EXERCISE TEXT »
------------------------

In my opinion, this is one of the more perplexing, and even unsettling, issues for any person of any faith who believes in a Higher Power, regardless of where they are on the evolution-spectrum.

Osborn is an adjunct professor in the Department of International Relations at the University of Southern California. His articles have appeared in a variety of popular as well as scholarly publications including Commonweal, First Things, Sojourners, Review of International Studies, and Politics and Religion. Osborn’s writing has been shaped in important ways by his experiences growing up in Thailand, Taiwan, and Zimbabwe to missionary parents. His first book, Anarchy and Apocalypse: Essays on Faith, Violence, and Theodicy (2010), defends a distinctive form of nonviolent nonconformity with power or Christian anarchism.

Tell us what your book is about?

Death Before the Fall is a theological critique of literalistic or fundamentalist readings of Genesis and the related project of “scientific creationism.”

After laying out a broad analysis of the roots of literalism and its discontents, I wrestle with some of the challenges posed by animal suffering for young earth creationists and theistic evolutionists alike.

More than an attempt to win any argument, however, this book is a critical intervention that seeks to change the character and quality of the debate itself.  I am concerned with a very practical and pastoral question: How can we be honest yet at the same time gracious dialogue partners across deep divisions over what to make of Scripture and the evidence of natural science?

Who is your intended audience?  Christian “liberals” (for lack of a better term) already agree with your views.  “Fundamentalists” (again for lack of a better designation) are bound to disagree.  Who are you writing for?

Creationism and biblical literalism continue to play a powerful role in American culture, not only in the conflicts that play out within many evangelical communities but also in the public square as the site of perennial battles over science education.

The recent debate between Ken Ham and Bill Nye offers a case in point.  This book will hopefully be valuable to persons of all beliefs or none–whether students, pastors, or others–trying to make sense of these struggles.  I have tried to offer a trenchant critique of what I believe are immensely damaging ideas about the relationship between faith and science but to do so in a way that opens pathways to conversation rather than closing them.

For “liberals,” Death Before the Fall might provide some occasions for self examination as well as resources for engaging with their literalist friends and family members since there are enough challenges to go around for all of us.

For traditionalists who read Genesis quite literally but who are not “fundamentalists” and so remain open to authentic dialogue with others, this book might help them to better understand the intellectual and religious perils of their position–and how one can be a committed Christian and embrace evolution without contradiction.

The title of your book and the subtitle suggest that it is devoted to the question of animal suffering. But two-thirds of it is actually about literalism.  Why did you devote so much space to the question of how to read the bible?

The “biblical literalism” in the subtitle will hopefully signal to readers that this is not a conventional response to the problem of natural evil.  It is certainly not a work of apologetics leading to any confident answer to the theodicy dilemma of animal suffering, which I take to be insoluble for literalists and theistic evolutionists alike.

Even if there are no tidy answers, though, there are more and less helpful ways of exploring the questions. Death Before the Fall is an attempt to help believers ask the right kinds of questions of the text and of each other in the light of perplexing realities.

------------------------

AIM OF THE TASK »
According to the interview, in which countries did Osborn grow up? The data after this interview isn't needed.

INFORMATION SUPPLIED »

------------------------

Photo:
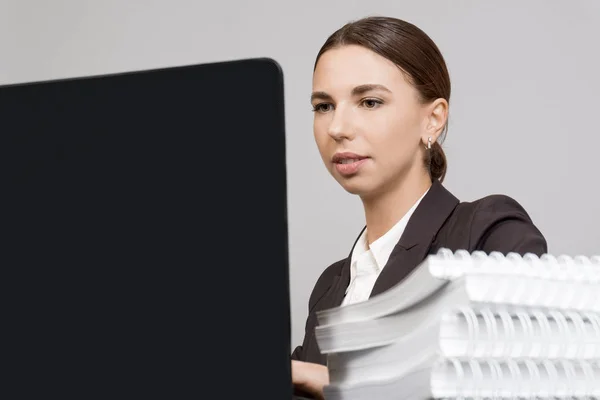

------------------------

ANSWER TO THE EXERCISE »
Thailand, Taiwan, and Zimbabwe